— AUFGABENSTELLUNG —
Was steht im Text über die Berliner Freibäder?
(a) In welchem Bad kam es Anfang Juni zu einer Massenschlägerei?
(b) Weshalb hat das Columbiabad seit dem Wochenende nicht mehr geöffnet?
(c) Seit welchem Tag sind in Berlin Schulferien?

— VORLIEGENDER TEXTAUSZUG —
========

Doch in regelmäßigen Abständen kommt es in Berlins Freibädern zu ernsthaften Ausschreitungen: Vor einigen Tagen gab es genau hier eine ernsthafte Schlägerei, bei dem ein Mann schwer verletzt wurde. Polizeieinsätze und Security-Patrouillen? An der Tagesordnung.

Columbiabad Berlin: Ausgelaugtes Personal – Freibad geschlossen

Die Freibäder in Berlin geraten jedes Jahr wegen gewaltsamen Ausschreitungen in den Fokus. Auch in diesem Jahr gab es bereits ernsthafte Auseinandersetzungen wie die Massenschlägerei im Sommerbad Pankow Anfang Juni. In vielen Schwimmbädern bleiben Rutschen und Sprungtürme geschlossen, weil sie für Reibungspunkte sorgen – ganz zum Leidwesen derjenigen, die sich benehmen und gerne rutschen wollen. Auch im Prinzenbad steht an der Treppe ein Hütchen, das die Rutsche sperrt.

An diesem Tag sind einige Leute ins Prinzenbad gekommen, weil das Columbiabad geschlossen hat. Nach gewaltsamen Auseinandersetzungen wurde das Neuköllner Freibad am Wochenende zum wiederholten Mal geräumt und hat seitdem seine Türen aufgrund eines hohen Krankenstandes nicht mehr geöffnet. Bei der Einrichtung hieß es am Mittwoch, das Columbiabad bleibe vermutlich die gesamte Woche zu.

Bereits im Juni haben die Mitarbeiterinnen und Mitarbeiter einen Brandbrief geschrieben, berichtete zuerst der Tagesspiegel. Darin hieß es, das Personal würde bewusst psychisch terrorisiert – eine extreme Belastung für alle Beteiligten. Die Mitarbeiter könnten sich oft nicht wehren. Die jugendlichen Randalierer würden als Mob auftreten, sie beleidigen und bespucken. Das Personal sei ausgebrannt und könne in diesen Zuständen nicht mehr weiterarbeiten.

Die Ferien in Berlin haben begonnen

Der Ansturm auf die Freibäder wächst, denn in Berlin sind seit Donnerstag Schulferien. Im Prinzenbad sind deshalb viele Familien mit Kindern. Auf der Wiese ruhen sich alle nach dem Baden aus. Je näher man den Schwimmbecken kommt, desto größer die Geräuschkulisse. Es wird gerannt, Kinder springen vom Beckenrand, tauchen mit ihren Schwimmbrillen durchs Wasser. Eigentlich idyllisch, keine Krawalle. Bis jetzt zumindest.

========

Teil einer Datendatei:
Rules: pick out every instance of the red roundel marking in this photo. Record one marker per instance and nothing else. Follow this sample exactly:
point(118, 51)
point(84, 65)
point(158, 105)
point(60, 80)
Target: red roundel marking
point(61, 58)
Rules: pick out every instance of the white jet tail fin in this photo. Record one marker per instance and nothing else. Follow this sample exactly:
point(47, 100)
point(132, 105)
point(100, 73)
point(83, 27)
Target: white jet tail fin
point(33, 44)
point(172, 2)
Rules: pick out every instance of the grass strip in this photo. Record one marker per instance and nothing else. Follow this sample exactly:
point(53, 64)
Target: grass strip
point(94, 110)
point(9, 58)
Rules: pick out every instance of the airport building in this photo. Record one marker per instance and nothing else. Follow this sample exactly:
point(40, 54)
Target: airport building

========

— LÖSUNG DER AUFGABE —
(a) Im Sommerbad Pankow.
(b) Wegen eines hohen Krankenstandes.
(c) Seit Donnerstag.